→ Task data
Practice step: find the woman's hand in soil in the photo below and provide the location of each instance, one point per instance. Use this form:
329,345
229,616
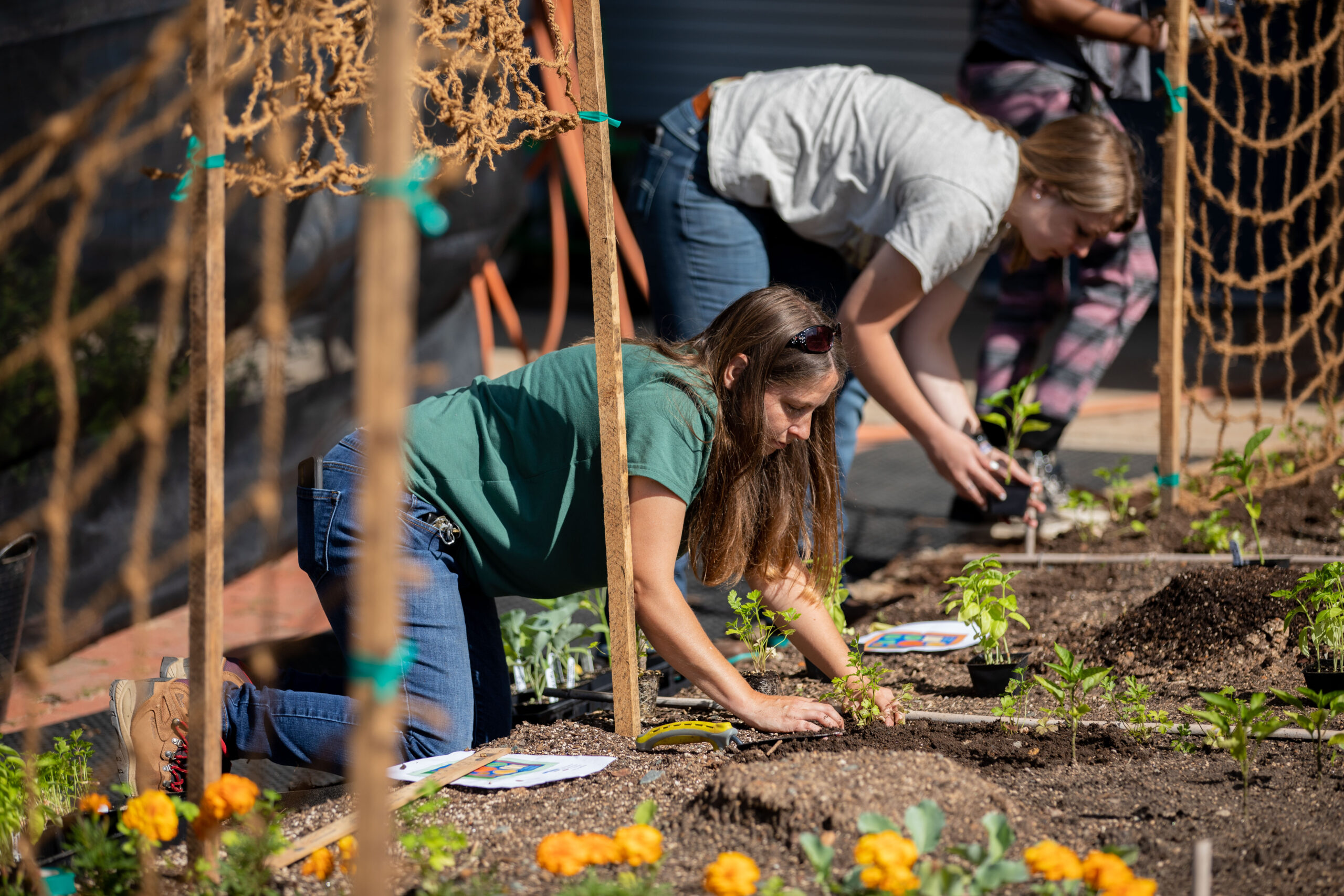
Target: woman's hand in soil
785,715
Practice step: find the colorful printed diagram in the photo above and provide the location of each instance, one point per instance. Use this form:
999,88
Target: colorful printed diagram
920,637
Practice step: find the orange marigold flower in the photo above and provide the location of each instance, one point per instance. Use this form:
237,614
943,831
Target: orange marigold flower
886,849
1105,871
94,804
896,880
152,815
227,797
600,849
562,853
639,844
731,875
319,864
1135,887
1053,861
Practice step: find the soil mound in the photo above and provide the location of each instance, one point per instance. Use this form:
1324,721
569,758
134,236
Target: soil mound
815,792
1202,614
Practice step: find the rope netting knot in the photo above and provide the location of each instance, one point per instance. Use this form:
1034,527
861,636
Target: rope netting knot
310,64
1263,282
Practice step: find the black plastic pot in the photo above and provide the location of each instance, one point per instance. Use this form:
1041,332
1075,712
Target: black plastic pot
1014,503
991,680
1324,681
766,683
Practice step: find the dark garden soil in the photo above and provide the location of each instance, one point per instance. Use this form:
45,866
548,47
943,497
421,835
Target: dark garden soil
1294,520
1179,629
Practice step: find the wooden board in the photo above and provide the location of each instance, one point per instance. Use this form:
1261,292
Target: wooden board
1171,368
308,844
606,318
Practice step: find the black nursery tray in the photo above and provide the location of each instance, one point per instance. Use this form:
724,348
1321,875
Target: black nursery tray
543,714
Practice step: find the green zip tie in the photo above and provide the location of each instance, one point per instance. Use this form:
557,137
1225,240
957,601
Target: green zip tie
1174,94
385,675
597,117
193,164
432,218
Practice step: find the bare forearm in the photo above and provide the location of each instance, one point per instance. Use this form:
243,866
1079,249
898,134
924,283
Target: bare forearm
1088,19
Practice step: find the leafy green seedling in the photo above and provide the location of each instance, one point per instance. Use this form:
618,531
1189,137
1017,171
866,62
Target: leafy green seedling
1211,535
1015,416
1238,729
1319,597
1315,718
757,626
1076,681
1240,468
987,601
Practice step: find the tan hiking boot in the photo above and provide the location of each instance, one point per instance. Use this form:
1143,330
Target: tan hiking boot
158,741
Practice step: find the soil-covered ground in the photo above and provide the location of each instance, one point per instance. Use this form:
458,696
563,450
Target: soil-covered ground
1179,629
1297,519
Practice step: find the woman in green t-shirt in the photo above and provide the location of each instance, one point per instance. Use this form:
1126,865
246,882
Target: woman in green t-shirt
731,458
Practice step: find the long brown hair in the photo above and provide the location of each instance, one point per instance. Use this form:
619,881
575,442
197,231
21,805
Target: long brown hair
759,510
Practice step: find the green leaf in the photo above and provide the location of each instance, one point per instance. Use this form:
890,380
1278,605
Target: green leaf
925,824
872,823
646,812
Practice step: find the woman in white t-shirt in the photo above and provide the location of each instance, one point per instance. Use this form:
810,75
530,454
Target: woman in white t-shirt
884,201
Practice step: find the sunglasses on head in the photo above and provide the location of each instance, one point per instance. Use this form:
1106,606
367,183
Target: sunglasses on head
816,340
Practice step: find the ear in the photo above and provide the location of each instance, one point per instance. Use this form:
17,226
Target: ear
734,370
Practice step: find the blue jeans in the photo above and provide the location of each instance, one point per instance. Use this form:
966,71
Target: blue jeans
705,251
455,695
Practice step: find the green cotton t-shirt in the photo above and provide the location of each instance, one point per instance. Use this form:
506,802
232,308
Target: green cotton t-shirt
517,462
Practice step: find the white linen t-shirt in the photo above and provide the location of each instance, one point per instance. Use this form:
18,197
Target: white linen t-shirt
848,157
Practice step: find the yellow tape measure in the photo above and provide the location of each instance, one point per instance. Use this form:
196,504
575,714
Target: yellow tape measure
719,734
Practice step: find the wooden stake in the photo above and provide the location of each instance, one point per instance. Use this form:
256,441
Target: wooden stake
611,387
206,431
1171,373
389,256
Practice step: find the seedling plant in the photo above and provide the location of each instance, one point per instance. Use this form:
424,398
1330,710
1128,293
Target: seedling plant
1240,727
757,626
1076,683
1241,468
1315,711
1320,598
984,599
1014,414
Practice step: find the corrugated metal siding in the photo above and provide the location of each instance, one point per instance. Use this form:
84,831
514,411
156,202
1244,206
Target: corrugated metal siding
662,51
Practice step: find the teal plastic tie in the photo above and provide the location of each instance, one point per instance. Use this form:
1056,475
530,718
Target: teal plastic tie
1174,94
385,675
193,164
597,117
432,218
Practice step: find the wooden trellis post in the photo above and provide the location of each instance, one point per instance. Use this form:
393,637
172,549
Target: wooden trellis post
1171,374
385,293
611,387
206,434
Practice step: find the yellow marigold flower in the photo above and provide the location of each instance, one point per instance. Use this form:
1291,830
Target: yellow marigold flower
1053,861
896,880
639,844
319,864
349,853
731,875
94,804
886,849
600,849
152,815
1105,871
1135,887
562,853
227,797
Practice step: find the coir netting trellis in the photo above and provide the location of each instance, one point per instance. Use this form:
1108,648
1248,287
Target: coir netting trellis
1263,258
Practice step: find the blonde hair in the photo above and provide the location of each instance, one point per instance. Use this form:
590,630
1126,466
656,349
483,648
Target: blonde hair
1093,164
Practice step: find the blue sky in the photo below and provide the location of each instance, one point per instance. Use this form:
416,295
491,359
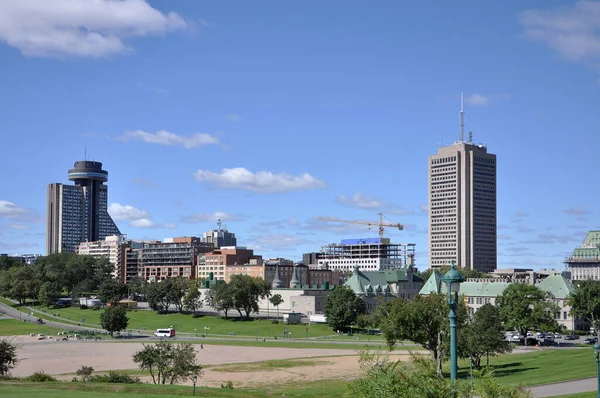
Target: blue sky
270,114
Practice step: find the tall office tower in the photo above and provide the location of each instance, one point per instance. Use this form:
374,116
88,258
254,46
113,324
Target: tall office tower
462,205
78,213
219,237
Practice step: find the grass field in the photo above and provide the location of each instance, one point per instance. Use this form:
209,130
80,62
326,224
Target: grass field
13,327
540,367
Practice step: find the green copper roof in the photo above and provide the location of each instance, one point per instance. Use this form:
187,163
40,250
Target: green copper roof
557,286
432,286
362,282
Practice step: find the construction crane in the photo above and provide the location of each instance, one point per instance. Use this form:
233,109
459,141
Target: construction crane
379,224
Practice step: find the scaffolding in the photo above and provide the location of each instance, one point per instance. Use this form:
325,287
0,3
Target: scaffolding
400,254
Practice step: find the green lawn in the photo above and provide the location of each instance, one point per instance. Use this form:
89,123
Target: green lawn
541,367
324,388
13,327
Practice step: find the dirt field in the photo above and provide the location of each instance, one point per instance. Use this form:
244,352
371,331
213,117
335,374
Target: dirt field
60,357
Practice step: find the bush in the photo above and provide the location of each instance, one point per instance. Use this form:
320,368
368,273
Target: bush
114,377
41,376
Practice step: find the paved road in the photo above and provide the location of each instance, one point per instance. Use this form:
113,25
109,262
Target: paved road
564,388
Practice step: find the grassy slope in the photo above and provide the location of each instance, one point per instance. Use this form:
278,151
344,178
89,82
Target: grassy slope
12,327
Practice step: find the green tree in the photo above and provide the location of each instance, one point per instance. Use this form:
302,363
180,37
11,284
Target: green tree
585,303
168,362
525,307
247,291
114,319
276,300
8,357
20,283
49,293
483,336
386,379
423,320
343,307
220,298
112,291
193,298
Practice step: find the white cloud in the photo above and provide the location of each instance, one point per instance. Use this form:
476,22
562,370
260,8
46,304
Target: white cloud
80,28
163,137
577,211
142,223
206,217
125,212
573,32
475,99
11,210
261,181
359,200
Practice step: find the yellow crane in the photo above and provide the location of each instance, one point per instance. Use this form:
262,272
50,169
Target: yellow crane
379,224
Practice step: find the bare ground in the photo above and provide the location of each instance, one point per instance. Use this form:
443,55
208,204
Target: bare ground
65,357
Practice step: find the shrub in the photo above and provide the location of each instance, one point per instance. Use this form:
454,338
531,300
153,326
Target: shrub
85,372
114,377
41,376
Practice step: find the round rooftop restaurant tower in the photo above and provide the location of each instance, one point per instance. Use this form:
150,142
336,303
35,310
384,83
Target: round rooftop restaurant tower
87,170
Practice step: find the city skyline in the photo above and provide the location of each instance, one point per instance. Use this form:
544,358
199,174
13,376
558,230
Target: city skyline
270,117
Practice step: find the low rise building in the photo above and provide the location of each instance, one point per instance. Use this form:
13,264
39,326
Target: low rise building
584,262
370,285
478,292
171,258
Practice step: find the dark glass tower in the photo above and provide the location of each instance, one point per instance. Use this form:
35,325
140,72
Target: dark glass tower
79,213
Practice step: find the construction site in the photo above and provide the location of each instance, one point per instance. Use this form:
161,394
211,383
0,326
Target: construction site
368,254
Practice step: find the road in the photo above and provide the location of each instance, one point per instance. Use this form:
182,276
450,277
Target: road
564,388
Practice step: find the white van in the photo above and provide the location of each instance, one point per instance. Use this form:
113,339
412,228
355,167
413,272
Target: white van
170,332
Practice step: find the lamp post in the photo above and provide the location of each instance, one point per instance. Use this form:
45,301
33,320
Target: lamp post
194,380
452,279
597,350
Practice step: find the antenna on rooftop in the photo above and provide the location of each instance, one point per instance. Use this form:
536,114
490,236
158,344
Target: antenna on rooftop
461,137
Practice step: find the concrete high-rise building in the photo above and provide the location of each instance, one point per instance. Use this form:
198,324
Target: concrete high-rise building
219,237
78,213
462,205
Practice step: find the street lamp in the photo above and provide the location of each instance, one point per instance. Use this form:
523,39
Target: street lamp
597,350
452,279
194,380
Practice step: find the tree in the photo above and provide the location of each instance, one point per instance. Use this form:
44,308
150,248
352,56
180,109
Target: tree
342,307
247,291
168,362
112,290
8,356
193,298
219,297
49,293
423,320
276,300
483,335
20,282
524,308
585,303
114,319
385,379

→ Problem details
Every line from the one containing "Practice step: find the concrete" through the end of the entries above must be echoed exactly, with both ends kept.

→ Reply to the exercise
Practice step: find the concrete high-rise building in the photo above and provide the location of each instance, one point per instance. Use this form:
198,324
Target: concrete high-rise building
219,237
78,213
462,205
Practice step: find the street lamp in the photo above and provide the location of each instance, one point per instance. Use this form:
523,39
Target: street lamp
597,350
452,279
194,380
Practice step: find the tree in the photo above and provide the location of each instance, one point per instance. Use this form:
44,308
150,248
352,56
180,109
Target: tree
342,307
247,291
168,362
112,290
8,356
193,298
219,297
49,293
423,320
276,300
483,335
20,282
524,308
585,303
114,319
385,379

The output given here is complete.